*Written instruction*: Could you turn each line of the listing below into a string in a JSON list, skipping blank lines and covering the whole listing?

*Information shown*:
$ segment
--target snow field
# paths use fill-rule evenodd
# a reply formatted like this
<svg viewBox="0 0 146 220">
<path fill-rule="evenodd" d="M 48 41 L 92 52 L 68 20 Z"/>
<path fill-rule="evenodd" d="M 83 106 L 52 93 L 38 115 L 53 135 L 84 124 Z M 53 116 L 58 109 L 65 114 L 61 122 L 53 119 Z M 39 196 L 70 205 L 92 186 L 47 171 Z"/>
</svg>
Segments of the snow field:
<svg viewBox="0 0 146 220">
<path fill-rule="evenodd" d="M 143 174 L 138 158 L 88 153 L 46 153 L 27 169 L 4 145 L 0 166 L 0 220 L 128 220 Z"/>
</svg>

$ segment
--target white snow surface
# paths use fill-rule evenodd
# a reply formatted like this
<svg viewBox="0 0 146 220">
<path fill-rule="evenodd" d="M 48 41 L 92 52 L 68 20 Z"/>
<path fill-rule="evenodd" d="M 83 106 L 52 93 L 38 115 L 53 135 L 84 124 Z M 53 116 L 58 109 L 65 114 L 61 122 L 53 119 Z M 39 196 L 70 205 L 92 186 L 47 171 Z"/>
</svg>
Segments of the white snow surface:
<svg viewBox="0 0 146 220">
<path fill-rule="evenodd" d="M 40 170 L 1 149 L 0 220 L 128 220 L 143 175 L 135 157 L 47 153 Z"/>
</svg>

*Task answer*:
[
  "$ segment",
  "--target snow field",
  "# paths use fill-rule evenodd",
  "# a reply formatted like this",
  "<svg viewBox=\"0 0 146 220\">",
  "<path fill-rule=\"evenodd\" d=\"M 48 41 L 92 52 L 68 20 Z\"/>",
  "<path fill-rule=\"evenodd\" d=\"M 83 106 L 52 93 L 38 115 L 53 135 L 84 124 Z M 53 116 L 58 109 L 65 114 L 61 122 L 53 119 Z M 39 196 L 70 205 L 92 186 L 47 171 Z\"/>",
  "</svg>",
  "Segments of the snow field:",
  "<svg viewBox=\"0 0 146 220\">",
  "<path fill-rule=\"evenodd\" d=\"M 143 174 L 138 158 L 88 153 L 46 153 L 27 169 L 4 145 L 0 166 L 0 220 L 128 220 Z\"/>",
  "</svg>",
  "$ segment",
  "--target white snow surface",
  "# paths use fill-rule evenodd",
  "# a reply formatted like this",
  "<svg viewBox=\"0 0 146 220\">",
  "<path fill-rule=\"evenodd\" d=\"M 48 41 L 92 52 L 68 20 Z\"/>",
  "<path fill-rule=\"evenodd\" d=\"M 83 106 L 52 93 L 38 115 L 53 135 L 84 124 Z M 53 116 L 58 109 L 65 114 L 61 122 L 53 119 Z M 39 196 L 70 205 L 92 186 L 47 171 Z\"/>",
  "</svg>",
  "Segments of the white snow surface:",
  "<svg viewBox=\"0 0 146 220\">",
  "<path fill-rule=\"evenodd\" d=\"M 40 170 L 1 149 L 0 220 L 128 220 L 143 175 L 135 157 L 47 153 Z\"/>",
  "</svg>"
]